### Exercise directions:
Reproduce the entries below verbatim, beginning at the line that contains "as point(264, 251)." and ending with the line that contains "point(602, 55)", including both of those lines and nothing else.
──────────────────────────────
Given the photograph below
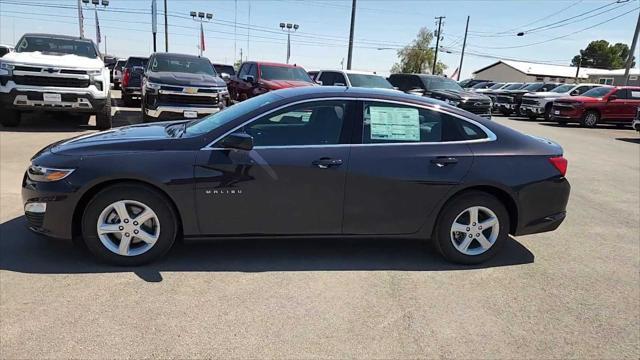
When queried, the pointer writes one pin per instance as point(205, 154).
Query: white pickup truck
point(55, 73)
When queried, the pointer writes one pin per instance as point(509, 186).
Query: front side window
point(392, 123)
point(311, 123)
point(59, 46)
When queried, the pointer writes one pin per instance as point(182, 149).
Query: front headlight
point(45, 174)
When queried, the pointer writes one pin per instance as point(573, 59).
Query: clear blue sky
point(382, 26)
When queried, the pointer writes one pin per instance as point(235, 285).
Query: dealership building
point(520, 71)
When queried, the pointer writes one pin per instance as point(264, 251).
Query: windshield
point(369, 81)
point(598, 92)
point(437, 83)
point(563, 88)
point(533, 86)
point(270, 72)
point(189, 65)
point(514, 86)
point(220, 118)
point(49, 45)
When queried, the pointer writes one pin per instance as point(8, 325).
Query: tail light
point(125, 77)
point(559, 163)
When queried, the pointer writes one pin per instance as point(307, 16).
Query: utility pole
point(631, 52)
point(353, 20)
point(464, 45)
point(80, 19)
point(166, 28)
point(435, 59)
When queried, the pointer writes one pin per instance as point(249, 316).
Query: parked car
point(539, 104)
point(55, 73)
point(509, 101)
point(636, 121)
point(117, 73)
point(286, 163)
point(256, 78)
point(352, 78)
point(444, 89)
point(178, 86)
point(132, 72)
point(225, 71)
point(5, 49)
point(604, 104)
point(467, 83)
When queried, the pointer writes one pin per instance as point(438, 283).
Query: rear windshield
point(187, 65)
point(369, 81)
point(57, 46)
point(227, 69)
point(597, 92)
point(270, 72)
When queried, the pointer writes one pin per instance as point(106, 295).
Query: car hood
point(186, 79)
point(459, 95)
point(120, 139)
point(63, 61)
point(283, 84)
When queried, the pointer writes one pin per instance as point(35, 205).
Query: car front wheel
point(471, 228)
point(129, 225)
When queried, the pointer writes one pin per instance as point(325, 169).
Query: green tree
point(418, 56)
point(602, 55)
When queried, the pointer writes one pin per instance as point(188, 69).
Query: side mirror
point(237, 141)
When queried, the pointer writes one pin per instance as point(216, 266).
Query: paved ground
point(571, 293)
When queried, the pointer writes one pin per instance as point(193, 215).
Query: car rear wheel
point(471, 228)
point(10, 118)
point(590, 119)
point(129, 225)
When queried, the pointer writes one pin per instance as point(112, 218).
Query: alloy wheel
point(475, 230)
point(128, 227)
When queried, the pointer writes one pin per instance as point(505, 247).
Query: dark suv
point(178, 86)
point(444, 89)
point(132, 79)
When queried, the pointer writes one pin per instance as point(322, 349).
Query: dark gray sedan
point(305, 162)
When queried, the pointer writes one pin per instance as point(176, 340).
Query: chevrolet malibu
point(305, 162)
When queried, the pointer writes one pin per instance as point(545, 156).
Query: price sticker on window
point(390, 123)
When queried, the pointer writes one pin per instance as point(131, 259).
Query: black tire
point(140, 193)
point(590, 119)
point(442, 233)
point(10, 118)
point(103, 118)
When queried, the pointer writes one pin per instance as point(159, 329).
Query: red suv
point(255, 78)
point(605, 104)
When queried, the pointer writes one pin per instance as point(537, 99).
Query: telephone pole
point(631, 52)
point(166, 28)
point(464, 45)
point(435, 59)
point(353, 20)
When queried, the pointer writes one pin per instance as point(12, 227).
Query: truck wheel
point(103, 118)
point(590, 119)
point(10, 118)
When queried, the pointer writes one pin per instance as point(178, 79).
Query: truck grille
point(50, 81)
point(187, 99)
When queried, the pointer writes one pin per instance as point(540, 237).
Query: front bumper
point(34, 99)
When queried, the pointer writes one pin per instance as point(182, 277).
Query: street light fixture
point(288, 27)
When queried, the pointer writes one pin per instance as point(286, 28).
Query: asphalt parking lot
point(572, 293)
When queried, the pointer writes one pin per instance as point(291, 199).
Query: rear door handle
point(442, 161)
point(325, 163)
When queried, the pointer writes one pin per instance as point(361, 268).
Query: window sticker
point(389, 123)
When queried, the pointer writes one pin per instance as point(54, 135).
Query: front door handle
point(325, 163)
point(442, 161)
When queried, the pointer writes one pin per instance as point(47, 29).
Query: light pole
point(201, 17)
point(95, 4)
point(288, 27)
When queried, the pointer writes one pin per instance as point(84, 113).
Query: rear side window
point(391, 123)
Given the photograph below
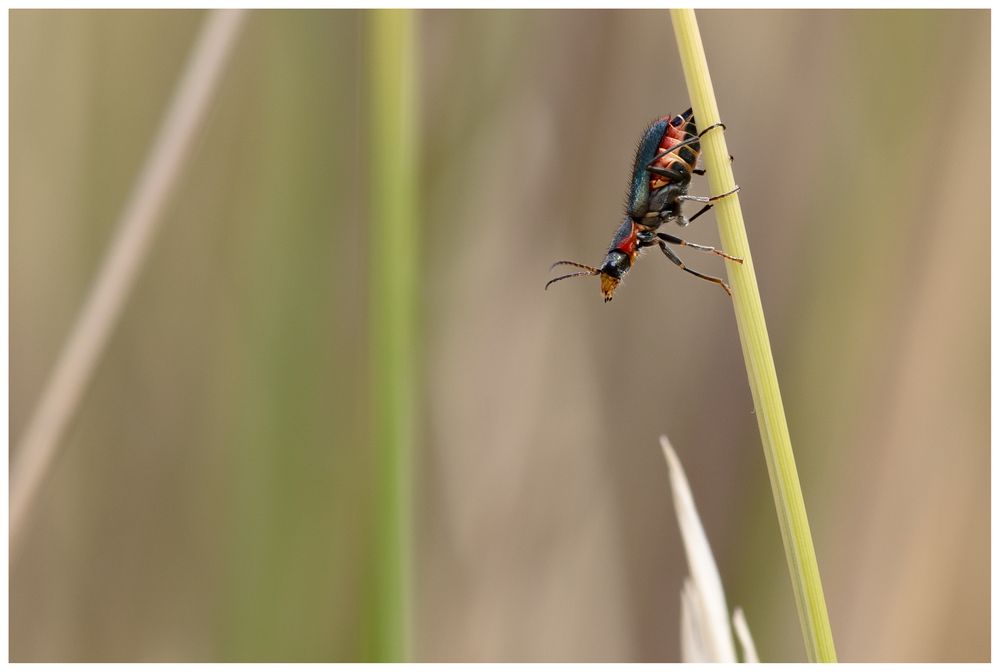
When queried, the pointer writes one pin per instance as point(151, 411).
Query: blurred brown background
point(211, 499)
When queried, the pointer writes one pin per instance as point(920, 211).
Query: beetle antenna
point(587, 270)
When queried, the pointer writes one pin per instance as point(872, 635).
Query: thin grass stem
point(393, 263)
point(756, 346)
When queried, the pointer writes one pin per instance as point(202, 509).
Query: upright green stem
point(757, 352)
point(393, 263)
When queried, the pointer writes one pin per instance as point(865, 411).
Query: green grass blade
point(393, 250)
point(757, 352)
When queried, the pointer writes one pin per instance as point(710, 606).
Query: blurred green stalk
point(393, 262)
point(757, 352)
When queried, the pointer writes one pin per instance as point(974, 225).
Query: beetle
point(665, 159)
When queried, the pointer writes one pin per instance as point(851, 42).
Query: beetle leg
point(701, 171)
point(708, 199)
point(689, 141)
point(674, 240)
point(674, 258)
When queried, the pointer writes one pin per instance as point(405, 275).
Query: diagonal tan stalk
point(133, 239)
point(757, 352)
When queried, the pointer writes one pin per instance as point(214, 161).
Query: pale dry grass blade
point(134, 235)
point(703, 600)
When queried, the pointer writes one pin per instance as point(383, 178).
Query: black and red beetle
point(664, 162)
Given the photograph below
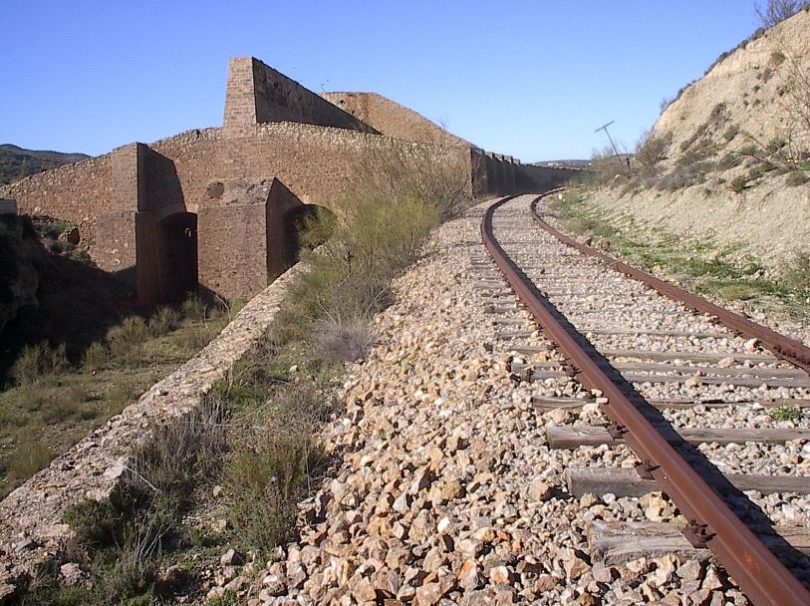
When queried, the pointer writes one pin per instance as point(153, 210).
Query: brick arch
point(293, 222)
point(174, 259)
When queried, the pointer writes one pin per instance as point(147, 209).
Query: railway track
point(687, 386)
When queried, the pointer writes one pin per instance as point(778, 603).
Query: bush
point(738, 184)
point(776, 11)
point(270, 463)
point(343, 341)
point(797, 178)
point(123, 340)
point(29, 456)
point(95, 357)
point(37, 361)
point(164, 321)
point(651, 149)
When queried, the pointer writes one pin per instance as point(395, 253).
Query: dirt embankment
point(729, 159)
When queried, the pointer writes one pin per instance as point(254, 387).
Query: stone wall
point(144, 212)
point(256, 94)
point(31, 528)
point(392, 119)
point(76, 192)
point(129, 195)
point(243, 243)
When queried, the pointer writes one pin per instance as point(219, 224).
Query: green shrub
point(339, 340)
point(651, 149)
point(797, 178)
point(269, 464)
point(28, 457)
point(95, 357)
point(164, 321)
point(120, 395)
point(787, 413)
point(125, 339)
point(193, 309)
point(38, 361)
point(739, 184)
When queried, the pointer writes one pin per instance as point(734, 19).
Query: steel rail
point(764, 579)
point(783, 347)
──────────────────────────────
### Solution to the problem:
When queried, the pointer writes one pin per instance as point(264, 251).
Query: windshield
point(369, 81)
point(598, 92)
point(437, 83)
point(563, 88)
point(533, 86)
point(270, 72)
point(189, 65)
point(514, 86)
point(220, 118)
point(49, 45)
When queried, the pointer writes one pin per instance as point(8, 325).
Query: tail light
point(125, 77)
point(559, 163)
When queried, the pointer writes one pin per instance as point(307, 16).
Query: utility pole
point(631, 52)
point(353, 20)
point(464, 45)
point(80, 19)
point(166, 28)
point(435, 59)
When queried, the pointer writes one pin per instance as point(249, 316).
Query: parked car
point(539, 104)
point(55, 73)
point(509, 101)
point(636, 121)
point(117, 73)
point(286, 163)
point(256, 78)
point(352, 78)
point(444, 89)
point(178, 86)
point(132, 72)
point(225, 71)
point(5, 49)
point(604, 104)
point(467, 83)
When queried, the pointer writes one pin per instance as point(438, 283).
Query: rear windshield
point(187, 65)
point(369, 81)
point(57, 46)
point(227, 69)
point(597, 92)
point(270, 72)
When queried, the pointer writes one pin per instance as point(106, 295).
Query: car hood
point(186, 79)
point(459, 95)
point(120, 139)
point(63, 61)
point(283, 84)
When queried, the pointer writes one pin per instance as point(35, 205).
Query: car front wheel
point(471, 228)
point(129, 225)
When queried, the pointer writes one pin per instance as point(325, 169).
Query: green tree
point(418, 56)
point(602, 55)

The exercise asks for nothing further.